**Given exercise:**
Transcribe all records exactly.

**Source material:**

☆ ☆ ☆ ☆

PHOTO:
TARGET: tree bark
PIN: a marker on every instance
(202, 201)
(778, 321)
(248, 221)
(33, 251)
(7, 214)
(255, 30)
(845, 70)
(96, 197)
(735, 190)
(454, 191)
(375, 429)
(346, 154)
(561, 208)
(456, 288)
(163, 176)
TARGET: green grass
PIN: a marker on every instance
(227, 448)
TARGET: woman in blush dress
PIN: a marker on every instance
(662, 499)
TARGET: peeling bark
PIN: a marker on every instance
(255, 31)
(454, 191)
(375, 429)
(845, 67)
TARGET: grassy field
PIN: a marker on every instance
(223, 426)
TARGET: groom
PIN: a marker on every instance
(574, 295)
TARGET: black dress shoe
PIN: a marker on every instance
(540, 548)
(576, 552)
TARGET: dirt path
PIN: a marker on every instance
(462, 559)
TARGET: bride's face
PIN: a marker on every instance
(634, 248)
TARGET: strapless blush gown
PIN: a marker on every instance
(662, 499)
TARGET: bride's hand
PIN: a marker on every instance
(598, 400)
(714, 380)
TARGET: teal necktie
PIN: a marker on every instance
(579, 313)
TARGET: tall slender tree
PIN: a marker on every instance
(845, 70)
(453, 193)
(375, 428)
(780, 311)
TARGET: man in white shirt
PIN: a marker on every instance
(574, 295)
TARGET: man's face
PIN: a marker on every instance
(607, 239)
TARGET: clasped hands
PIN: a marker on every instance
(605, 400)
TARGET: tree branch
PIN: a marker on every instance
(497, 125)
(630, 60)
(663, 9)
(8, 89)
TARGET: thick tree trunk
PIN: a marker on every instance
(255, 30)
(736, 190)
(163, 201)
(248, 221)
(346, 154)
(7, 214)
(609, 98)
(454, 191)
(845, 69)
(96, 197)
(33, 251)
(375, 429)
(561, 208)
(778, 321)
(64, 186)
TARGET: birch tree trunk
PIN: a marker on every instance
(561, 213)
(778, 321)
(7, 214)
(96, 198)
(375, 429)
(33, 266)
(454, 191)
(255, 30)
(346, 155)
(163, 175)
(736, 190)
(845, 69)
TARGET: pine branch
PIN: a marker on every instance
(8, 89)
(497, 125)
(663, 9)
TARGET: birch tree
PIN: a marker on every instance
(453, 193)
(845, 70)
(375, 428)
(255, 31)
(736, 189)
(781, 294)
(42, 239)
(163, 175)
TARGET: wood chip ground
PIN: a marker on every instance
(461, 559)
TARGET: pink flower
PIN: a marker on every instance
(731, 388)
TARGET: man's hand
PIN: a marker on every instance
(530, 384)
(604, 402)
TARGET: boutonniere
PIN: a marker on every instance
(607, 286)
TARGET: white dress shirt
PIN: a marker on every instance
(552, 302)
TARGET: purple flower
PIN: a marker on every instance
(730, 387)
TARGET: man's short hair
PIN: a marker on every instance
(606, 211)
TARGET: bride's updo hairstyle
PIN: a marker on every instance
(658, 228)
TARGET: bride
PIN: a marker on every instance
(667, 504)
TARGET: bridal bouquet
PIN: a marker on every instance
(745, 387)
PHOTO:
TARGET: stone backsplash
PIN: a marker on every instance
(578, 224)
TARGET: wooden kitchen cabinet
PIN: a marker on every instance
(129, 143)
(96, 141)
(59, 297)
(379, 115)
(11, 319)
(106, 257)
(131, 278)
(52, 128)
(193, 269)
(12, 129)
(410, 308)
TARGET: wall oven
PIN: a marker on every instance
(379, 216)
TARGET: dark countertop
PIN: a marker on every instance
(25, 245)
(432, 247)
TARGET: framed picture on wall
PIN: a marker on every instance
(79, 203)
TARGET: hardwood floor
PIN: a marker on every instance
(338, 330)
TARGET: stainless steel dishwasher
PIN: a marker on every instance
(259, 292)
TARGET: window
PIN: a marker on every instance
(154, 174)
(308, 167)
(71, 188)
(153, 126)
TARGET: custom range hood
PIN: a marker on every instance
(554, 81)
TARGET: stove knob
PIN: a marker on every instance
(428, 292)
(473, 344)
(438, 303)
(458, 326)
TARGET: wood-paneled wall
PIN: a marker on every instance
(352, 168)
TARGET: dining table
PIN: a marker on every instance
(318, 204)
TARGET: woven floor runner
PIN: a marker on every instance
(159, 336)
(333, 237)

☆ ☆ ☆ ☆

**Finished answer:**
PHOTO:
TARGET: tree bark
PIN: a marker on every instance
(202, 201)
(778, 321)
(248, 221)
(33, 251)
(7, 214)
(255, 30)
(845, 70)
(96, 197)
(735, 190)
(454, 191)
(375, 429)
(346, 154)
(561, 208)
(456, 288)
(163, 176)
TARGET: green grass
PIN: a marker on every instance
(227, 448)
TARGET: woman in blush dress
PIN: a marker on every instance
(662, 499)
TARGET: peeling bark
PIN: a marker on every instance
(255, 31)
(454, 191)
(375, 429)
(845, 67)
TARGET: grassy field
PIN: a marker on every instance
(223, 426)
TARGET: groom
PIN: a marker on every instance
(574, 295)
TARGET: black dress shoe
PIN: a marker on every instance
(540, 548)
(576, 552)
TARGET: dirt path
PIN: a marker on every instance
(462, 559)
TARGET: bride's face
PIN: a marker on every instance
(634, 248)
TARGET: strapless blush gown
PIN: a marker on every instance
(662, 499)
TARGET: bride's hand
PIN: a marker on every instance
(598, 400)
(714, 380)
TARGET: teal necktie
PIN: a marker on every instance
(579, 313)
TARGET: tall slender tree
PIN: a marker on every instance
(845, 70)
(453, 193)
(375, 428)
(780, 311)
TARGET: man in white shirt
PIN: a marker on every instance
(574, 295)
TARGET: man's face
PIN: a marker on every instance
(607, 239)
TARGET: clasped hands
PIN: a marker on every instance
(605, 400)
TARGET: tree branch
PIN: a marker on every instance
(497, 125)
(630, 60)
(663, 9)
(8, 89)
TARGET: thick tree trunk
PIN: a marker on every instance
(255, 30)
(736, 190)
(163, 201)
(248, 221)
(346, 154)
(7, 214)
(609, 98)
(454, 191)
(845, 69)
(96, 197)
(33, 251)
(375, 429)
(561, 208)
(778, 321)
(64, 186)
TARGET: birch tree trunk
PIN: a marker on every instance
(561, 213)
(778, 321)
(7, 214)
(96, 198)
(375, 429)
(33, 266)
(454, 191)
(255, 30)
(346, 155)
(163, 175)
(736, 190)
(845, 69)
TARGET: pine branch
PIN: a marker on every instance
(8, 89)
(497, 125)
(663, 9)
TARGET: birch tree
PIN: a marker on every instance
(453, 193)
(845, 70)
(375, 428)
(255, 31)
(736, 189)
(781, 294)
(42, 239)
(163, 175)
TARGET: wood chip ground
PIN: a marker on every instance
(461, 559)
TARGET: pink flower
PIN: a marker on every instance
(731, 388)
TARGET: man's hand
PIN: a marker on every instance
(530, 384)
(604, 402)
TARGET: boutonniere
PIN: a marker on every instance
(607, 286)
TARGET: white dress shirt
PIN: a marker on every instance
(552, 302)
TARGET: purple flower
PIN: a marker on every instance
(730, 387)
TARGET: man's short hair
PIN: a marker on every instance
(606, 211)
TARGET: bride's updo hairstyle
PIN: a marker on every instance
(658, 228)
TARGET: bride
PIN: a marker on every instance
(667, 504)
TARGET: bridal bouquet
PIN: a marker on every instance
(745, 387)
PHOTO:
TARGET: stone backsplash
PIN: a marker on every instance
(578, 224)
TARGET: wooden kitchen cabinet
PIN: a marker on every instance
(129, 143)
(96, 141)
(59, 297)
(379, 115)
(11, 319)
(106, 257)
(131, 278)
(52, 128)
(193, 269)
(12, 129)
(410, 308)
TARGET: wall oven
PIN: a marker on every instance
(379, 216)
TARGET: dark countertop
PIN: a marker on every instance
(25, 245)
(432, 247)
TARGET: framed picture on wall
PIN: a marker on every instance
(79, 203)
TARGET: hardwood floor
PIN: a marker on every instance
(338, 330)
TARGET: stainless steel dishwasher
PIN: a marker on every instance
(259, 292)
TARGET: window
PIN: a marker on every instance
(154, 174)
(308, 167)
(71, 188)
(153, 126)
TARGET: custom range hood
PIN: a marker on every instance
(554, 81)
TARGET: stove knob
PIN: a marker on every instance
(428, 292)
(473, 344)
(438, 303)
(458, 326)
TARGET: wood-paneled wall
PIN: a marker on every instance
(352, 168)
TARGET: dining table
PIN: a marker on every instance
(318, 204)
TARGET: woven floor runner
PIN: a marker on every instance
(159, 336)
(333, 237)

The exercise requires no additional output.